▸ Eingabedaten
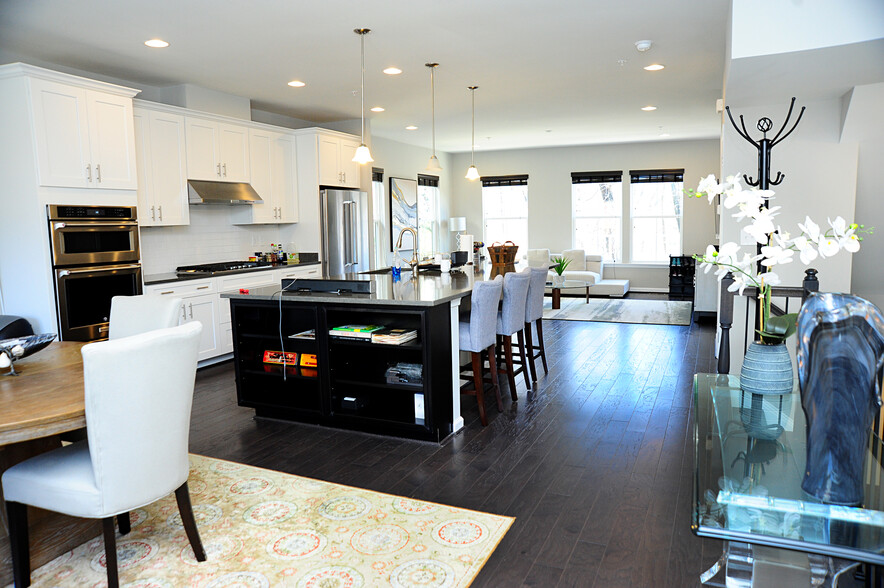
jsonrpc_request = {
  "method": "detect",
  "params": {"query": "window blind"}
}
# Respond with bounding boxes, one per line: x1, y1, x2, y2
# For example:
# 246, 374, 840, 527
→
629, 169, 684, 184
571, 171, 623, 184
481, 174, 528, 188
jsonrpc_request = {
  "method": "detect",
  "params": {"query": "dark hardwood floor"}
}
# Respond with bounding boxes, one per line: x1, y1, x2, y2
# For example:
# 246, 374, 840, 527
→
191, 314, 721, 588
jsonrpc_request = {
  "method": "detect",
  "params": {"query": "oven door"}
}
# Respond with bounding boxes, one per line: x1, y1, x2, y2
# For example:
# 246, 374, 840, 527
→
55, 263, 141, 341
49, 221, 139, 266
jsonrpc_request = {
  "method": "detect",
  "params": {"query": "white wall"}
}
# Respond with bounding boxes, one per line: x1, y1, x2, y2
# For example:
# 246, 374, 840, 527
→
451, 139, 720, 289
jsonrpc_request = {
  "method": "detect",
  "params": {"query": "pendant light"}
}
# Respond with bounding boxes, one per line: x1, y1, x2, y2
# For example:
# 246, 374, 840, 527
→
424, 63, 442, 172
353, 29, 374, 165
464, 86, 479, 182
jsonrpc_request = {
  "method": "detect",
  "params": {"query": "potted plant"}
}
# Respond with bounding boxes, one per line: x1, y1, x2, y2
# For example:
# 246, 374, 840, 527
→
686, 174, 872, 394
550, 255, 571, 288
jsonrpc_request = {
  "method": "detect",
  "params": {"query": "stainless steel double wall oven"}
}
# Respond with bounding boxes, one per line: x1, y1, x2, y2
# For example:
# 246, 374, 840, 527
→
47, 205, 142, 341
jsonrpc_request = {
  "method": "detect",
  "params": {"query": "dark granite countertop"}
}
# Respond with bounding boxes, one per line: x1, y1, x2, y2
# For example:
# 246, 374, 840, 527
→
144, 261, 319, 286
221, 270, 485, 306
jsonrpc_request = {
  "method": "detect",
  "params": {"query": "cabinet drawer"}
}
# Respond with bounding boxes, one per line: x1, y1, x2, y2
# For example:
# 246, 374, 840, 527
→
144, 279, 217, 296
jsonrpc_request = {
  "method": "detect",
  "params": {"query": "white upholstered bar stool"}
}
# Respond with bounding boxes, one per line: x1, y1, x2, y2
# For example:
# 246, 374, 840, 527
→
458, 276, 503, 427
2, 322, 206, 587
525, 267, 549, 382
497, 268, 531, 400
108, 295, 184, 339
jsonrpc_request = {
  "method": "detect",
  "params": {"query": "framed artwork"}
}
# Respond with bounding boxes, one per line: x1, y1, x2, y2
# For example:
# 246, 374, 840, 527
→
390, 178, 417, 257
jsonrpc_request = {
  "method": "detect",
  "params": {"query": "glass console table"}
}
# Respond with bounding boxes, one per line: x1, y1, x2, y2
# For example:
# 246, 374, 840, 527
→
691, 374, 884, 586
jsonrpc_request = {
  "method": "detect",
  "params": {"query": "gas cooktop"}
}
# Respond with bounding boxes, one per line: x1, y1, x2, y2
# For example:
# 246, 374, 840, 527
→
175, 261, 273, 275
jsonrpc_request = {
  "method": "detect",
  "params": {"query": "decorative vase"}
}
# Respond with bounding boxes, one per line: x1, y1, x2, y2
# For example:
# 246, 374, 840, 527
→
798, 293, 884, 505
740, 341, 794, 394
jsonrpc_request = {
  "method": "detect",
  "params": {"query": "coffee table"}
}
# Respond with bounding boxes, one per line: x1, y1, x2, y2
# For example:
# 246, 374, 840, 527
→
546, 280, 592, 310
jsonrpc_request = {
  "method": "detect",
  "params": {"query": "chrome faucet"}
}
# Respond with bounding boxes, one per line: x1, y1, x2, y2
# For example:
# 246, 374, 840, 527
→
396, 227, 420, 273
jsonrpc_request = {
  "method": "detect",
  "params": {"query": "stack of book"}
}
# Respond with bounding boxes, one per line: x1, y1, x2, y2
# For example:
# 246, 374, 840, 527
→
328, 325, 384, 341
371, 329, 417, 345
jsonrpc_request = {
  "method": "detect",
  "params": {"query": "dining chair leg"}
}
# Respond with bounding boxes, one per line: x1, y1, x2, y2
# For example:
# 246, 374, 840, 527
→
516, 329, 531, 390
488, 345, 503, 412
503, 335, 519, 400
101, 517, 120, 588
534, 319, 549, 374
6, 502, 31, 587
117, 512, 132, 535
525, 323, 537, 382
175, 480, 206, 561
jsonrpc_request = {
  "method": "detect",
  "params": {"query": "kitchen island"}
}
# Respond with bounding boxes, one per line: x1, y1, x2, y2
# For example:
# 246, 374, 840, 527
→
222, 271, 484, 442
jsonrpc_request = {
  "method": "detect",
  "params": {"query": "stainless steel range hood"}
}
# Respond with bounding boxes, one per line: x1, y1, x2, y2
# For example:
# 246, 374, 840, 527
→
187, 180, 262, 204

▸ Aufgabenstellung
Geben Sie sämtliche Zeilen der obigen Datensätze als JSON-Liste von Strings aus, pro Zeile ein String, ohne Leerzeilen. Die Bilder bleiben dabei unberücksichtigt.

▸ Lösung
[
  "jsonrpc_request = {",
  "  \"method\": \"detect\",",
  "  \"params\": {\"query\": \"window blind\"}",
  "}",
  "# Respond with bounding boxes, one per line: x1, y1, x2, y2",
  "# For example:",
  "# 246, 374, 840, 527",
  "→",
  "629, 169, 684, 184",
  "571, 171, 623, 184",
  "481, 174, 528, 188",
  "jsonrpc_request = {",
  "  \"method\": \"detect\",",
  "  \"params\": {\"query\": \"dark hardwood floor\"}",
  "}",
  "# Respond with bounding boxes, one per line: x1, y1, x2, y2",
  "# For example:",
  "# 246, 374, 840, 527",
  "→",
  "191, 314, 721, 588",
  "jsonrpc_request = {",
  "  \"method\": \"detect\",",
  "  \"params\": {\"query\": \"oven door\"}",
  "}",
  "# Respond with bounding boxes, one per line: x1, y1, x2, y2",
  "# For example:",
  "# 246, 374, 840, 527",
  "→",
  "55, 263, 141, 341",
  "49, 221, 139, 266",
  "jsonrpc_request = {",
  "  \"method\": \"detect\",",
  "  \"params\": {\"query\": \"white wall\"}",
  "}",
  "# Respond with bounding boxes, one per line: x1, y1, x2, y2",
  "# For example:",
  "# 246, 374, 840, 527",
  "→",
  "451, 139, 720, 289",
  "jsonrpc_request = {",
  "  \"method\": \"detect\",",
  "  \"params\": {\"query\": \"pendant light\"}",
  "}",
  "# Respond with bounding boxes, one per line: x1, y1, x2, y2",
  "# For example:",
  "# 246, 374, 840, 527",
  "→",
  "424, 63, 442, 172",
  "353, 29, 374, 165",
  "464, 86, 479, 182",
  "jsonrpc_request = {",
  "  \"method\": \"detect\",",
  "  \"params\": {\"query\": \"potted plant\"}",
  "}",
  "# Respond with bounding boxes, one per line: x1, y1, x2, y2",
  "# For example:",
  "# 246, 374, 840, 527",
  "→",
  "686, 174, 872, 394",
  "550, 255, 571, 288",
  "jsonrpc_request = {",
  "  \"method\": \"detect\",",
  "  \"params\": {\"query\": \"stainless steel double wall oven\"}",
  "}",
  "# Respond with bounding boxes, one per line: x1, y1, x2, y2",
  "# For example:",
  "# 246, 374, 840, 527",
  "→",
  "47, 205, 142, 341",
  "jsonrpc_request = {",
  "  \"method\": \"detect\",",
  "  \"params\": {\"query\": \"dark granite countertop\"}",
  "}",
  "# Respond with bounding boxes, one per line: x1, y1, x2, y2",
  "# For example:",
  "# 246, 374, 840, 527",
  "→",
  "144, 261, 319, 286",
  "221, 270, 485, 306",
  "jsonrpc_request = {",
  "  \"method\": \"detect\",",
  "  \"params\": {\"query\": \"cabinet drawer\"}",
  "}",
  "# Respond with bounding boxes, one per line: x1, y1, x2, y2",
  "# For example:",
  "# 246, 374, 840, 527",
  "→",
  "144, 279, 217, 296",
  "jsonrpc_request = {",
  "  \"method\": \"detect\",",
  "  \"params\": {\"query\": \"white upholstered bar stool\"}",
  "}",
  "# Respond with bounding boxes, one per line: x1, y1, x2, y2",
  "# For example:",
  "# 246, 374, 840, 527",
  "→",
  "458, 276, 503, 427",
  "2, 322, 206, 587",
  "525, 267, 549, 382",
  "497, 268, 531, 400",
  "108, 295, 184, 339",
  "jsonrpc_request = {",
  "  \"method\": \"detect\",",
  "  \"params\": {\"query\": \"framed artwork\"}",
  "}",
  "# Respond with bounding boxes, one per line: x1, y1, x2, y2",
  "# For example:",
  "# 246, 374, 840, 527",
  "→",
  "390, 178, 417, 257",
  "jsonrpc_request = {",
  "  \"method\": \"detect\",",
  "  \"params\": {\"query\": \"glass console table\"}",
  "}",
  "# Respond with bounding boxes, one per line: x1, y1, x2, y2",
  "# For example:",
  "# 246, 374, 840, 527",
  "→",
  "691, 374, 884, 586",
  "jsonrpc_request = {",
  "  \"method\": \"detect\",",
  "  \"params\": {\"query\": \"gas cooktop\"}",
  "}",
  "# Respond with bounding boxes, one per line: x1, y1, x2, y2",
  "# For example:",
  "# 246, 374, 840, 527",
  "→",
  "175, 261, 273, 275",
  "jsonrpc_request = {",
  "  \"method\": \"detect\",",
  "  \"params\": {\"query\": \"decorative vase\"}",
  "}",
  "# Respond with bounding boxes, one per line: x1, y1, x2, y2",
  "# For example:",
  "# 246, 374, 840, 527",
  "→",
  "798, 293, 884, 505",
  "740, 341, 794, 394",
  "jsonrpc_request = {",
  "  \"method\": \"detect\",",
  "  \"params\": {\"query\": \"coffee table\"}",
  "}",
  "# Respond with bounding boxes, one per line: x1, y1, x2, y2",
  "# For example:",
  "# 246, 374, 840, 527",
  "→",
  "546, 280, 592, 310",
  "jsonrpc_request = {",
  "  \"method\": \"detect\",",
  "  \"params\": {\"query\": \"chrome faucet\"}",
  "}",
  "# Respond with bounding boxes, one per line: x1, y1, x2, y2",
  "# For example:",
  "# 246, 374, 840, 527",
  "→",
  "396, 227, 420, 273",
  "jsonrpc_request = {",
  "  \"method\": \"detect\",",
  "  \"params\": {\"query\": \"stack of book\"}",
  "}",
  "# Respond with bounding boxes, one per line: x1, y1, x2, y2",
  "# For example:",
  "# 246, 374, 840, 527",
  "→",
  "328, 325, 384, 341",
  "371, 329, 417, 345",
  "jsonrpc_request = {",
  "  \"method\": \"detect\",",
  "  \"params\": {\"query\": \"dining chair leg\"}",
  "}",
  "# Respond with bounding boxes, one per line: x1, y1, x2, y2",
  "# For example:",
  "# 246, 374, 840, 527",
  "→",
  "516, 329, 531, 390",
  "488, 345, 503, 412",
  "503, 335, 519, 400",
  "101, 517, 120, 588",
  "534, 319, 549, 374",
  "6, 502, 31, 587",
  "117, 512, 132, 535",
  "525, 323, 537, 382",
  "175, 480, 206, 561",
  "jsonrpc_request = {",
  "  \"method\": \"detect\",",
  "  \"params\": {\"query\": \"kitchen island\"}",
  "}",
  "# Respond with bounding boxes, one per line: x1, y1, x2, y2",
  "# For example:",
  "# 246, 374, 840, 527",
  "→",
  "222, 271, 484, 442",
  "jsonrpc_request = {",
  "  \"method\": \"detect\",",
  "  \"params\": {\"query\": \"stainless steel range hood\"}",
  "}",
  "# Respond with bounding boxes, one per line: x1, y1, x2, y2",
  "# For example:",
  "# 246, 374, 840, 527",
  "→",
  "187, 180, 262, 204"
]